Exercise instructions: All that is wanted is the exact lines from the one with "the stone staircase" through the last line of the entries, with both ends kept and every picture left out.

Start of Data records

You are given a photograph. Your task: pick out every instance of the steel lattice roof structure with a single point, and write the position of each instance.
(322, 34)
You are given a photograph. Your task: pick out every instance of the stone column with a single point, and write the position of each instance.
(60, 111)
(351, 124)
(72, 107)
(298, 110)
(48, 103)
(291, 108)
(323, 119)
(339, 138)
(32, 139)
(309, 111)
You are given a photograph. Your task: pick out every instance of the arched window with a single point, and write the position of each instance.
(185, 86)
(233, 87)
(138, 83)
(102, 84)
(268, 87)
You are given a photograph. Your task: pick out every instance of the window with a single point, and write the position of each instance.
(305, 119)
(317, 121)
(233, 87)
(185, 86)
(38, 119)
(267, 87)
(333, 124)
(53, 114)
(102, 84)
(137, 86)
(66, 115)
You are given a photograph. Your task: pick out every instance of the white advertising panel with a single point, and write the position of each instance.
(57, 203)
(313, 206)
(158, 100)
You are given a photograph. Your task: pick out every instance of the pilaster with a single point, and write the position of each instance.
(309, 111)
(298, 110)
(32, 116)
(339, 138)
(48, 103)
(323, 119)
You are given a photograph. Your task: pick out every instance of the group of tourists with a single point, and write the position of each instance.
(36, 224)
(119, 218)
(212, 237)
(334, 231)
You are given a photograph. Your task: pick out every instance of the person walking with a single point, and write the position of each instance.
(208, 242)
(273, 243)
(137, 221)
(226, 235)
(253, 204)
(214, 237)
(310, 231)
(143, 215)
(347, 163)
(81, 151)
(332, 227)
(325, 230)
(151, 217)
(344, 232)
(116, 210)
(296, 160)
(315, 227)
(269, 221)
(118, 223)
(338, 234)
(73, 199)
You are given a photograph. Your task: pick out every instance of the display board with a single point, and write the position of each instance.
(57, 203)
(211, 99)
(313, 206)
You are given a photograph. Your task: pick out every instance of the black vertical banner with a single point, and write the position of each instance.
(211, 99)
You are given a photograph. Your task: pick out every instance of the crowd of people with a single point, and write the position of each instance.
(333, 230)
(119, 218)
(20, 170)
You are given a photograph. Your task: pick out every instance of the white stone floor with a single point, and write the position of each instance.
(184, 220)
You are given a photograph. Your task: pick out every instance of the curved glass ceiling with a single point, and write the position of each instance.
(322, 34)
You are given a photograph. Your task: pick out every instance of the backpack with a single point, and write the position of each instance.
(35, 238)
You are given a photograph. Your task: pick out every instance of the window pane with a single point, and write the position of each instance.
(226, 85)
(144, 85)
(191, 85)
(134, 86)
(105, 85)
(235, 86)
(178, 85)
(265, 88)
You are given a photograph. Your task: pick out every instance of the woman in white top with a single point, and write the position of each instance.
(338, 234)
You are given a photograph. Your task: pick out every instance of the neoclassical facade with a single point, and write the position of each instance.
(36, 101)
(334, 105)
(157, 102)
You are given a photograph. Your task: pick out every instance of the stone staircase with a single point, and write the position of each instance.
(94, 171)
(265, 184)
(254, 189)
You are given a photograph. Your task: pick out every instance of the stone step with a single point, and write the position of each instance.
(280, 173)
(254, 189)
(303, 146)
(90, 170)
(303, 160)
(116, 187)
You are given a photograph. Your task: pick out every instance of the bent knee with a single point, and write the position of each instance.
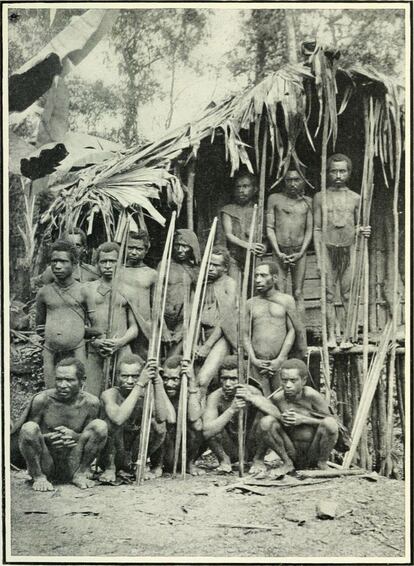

End of Data records

Your solution:
You are given a photograph. Your task: pick out every instance of the stone staircase with a single point, and write the position of each instance.
(94, 171)
(265, 184)
(254, 189)
You are given a photograph. Your task: pick out every instance of the stone step with a single point, and write the position of each instance.
(280, 173)
(254, 189)
(303, 146)
(90, 170)
(303, 160)
(116, 187)
You are given a photograph. Your task: pick out every instance of the bent knee with a single point, and write the position of each instance.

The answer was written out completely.